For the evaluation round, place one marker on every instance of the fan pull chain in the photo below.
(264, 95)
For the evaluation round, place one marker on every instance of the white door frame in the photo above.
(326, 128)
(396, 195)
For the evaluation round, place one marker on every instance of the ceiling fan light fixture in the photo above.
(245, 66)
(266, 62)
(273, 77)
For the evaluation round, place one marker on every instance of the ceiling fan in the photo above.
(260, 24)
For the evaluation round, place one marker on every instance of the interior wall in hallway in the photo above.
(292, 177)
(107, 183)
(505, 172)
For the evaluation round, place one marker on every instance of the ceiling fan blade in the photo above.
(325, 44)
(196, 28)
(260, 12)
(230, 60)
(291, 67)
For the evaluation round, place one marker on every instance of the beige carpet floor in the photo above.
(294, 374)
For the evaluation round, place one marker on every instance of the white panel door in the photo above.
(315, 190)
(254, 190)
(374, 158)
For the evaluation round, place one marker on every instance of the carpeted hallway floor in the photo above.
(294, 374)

----

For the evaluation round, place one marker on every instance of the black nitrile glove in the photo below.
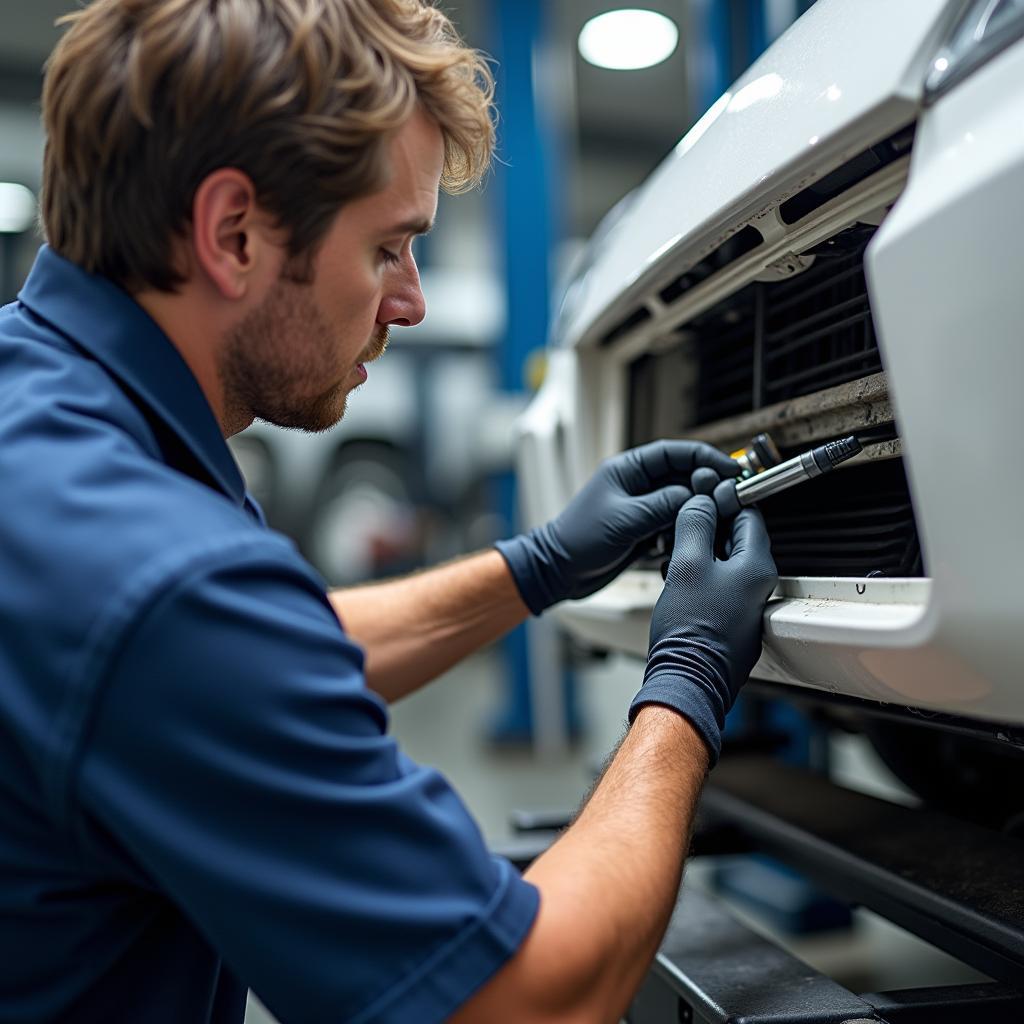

----

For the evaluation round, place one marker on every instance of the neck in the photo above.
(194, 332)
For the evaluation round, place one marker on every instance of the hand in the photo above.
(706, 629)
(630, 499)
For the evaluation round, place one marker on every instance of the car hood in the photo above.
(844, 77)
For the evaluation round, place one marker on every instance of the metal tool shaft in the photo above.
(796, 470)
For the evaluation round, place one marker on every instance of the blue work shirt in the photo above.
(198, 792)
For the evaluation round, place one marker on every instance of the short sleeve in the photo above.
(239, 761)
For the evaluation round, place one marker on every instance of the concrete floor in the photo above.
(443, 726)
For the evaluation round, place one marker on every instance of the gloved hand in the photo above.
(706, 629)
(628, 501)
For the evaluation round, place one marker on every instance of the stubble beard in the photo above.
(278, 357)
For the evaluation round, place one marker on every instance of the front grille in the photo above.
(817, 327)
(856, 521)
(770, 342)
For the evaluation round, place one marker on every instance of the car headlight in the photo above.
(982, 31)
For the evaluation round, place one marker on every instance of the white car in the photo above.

----

Reproduce verbatim everything above from the line containing "gloved hand in the photo above." down to the line containing "car in the photo above.", with both of those lines included.

### [Output for this task]
For the evaluation round, place one marker on every instance of the gloved hand in the photo above.
(706, 629)
(628, 501)
For the evaluation round, place one marker on every instance of the stubble beard in the photo above.
(278, 357)
For the evaluation round, place one marker on every instance of the front grille in the photo above.
(817, 327)
(856, 521)
(770, 342)
For the evaluation round, place one marker on every instance of the car headlight in the photo above.
(982, 31)
For the evaluation round, place one marker on every instance of the white car in the photo above.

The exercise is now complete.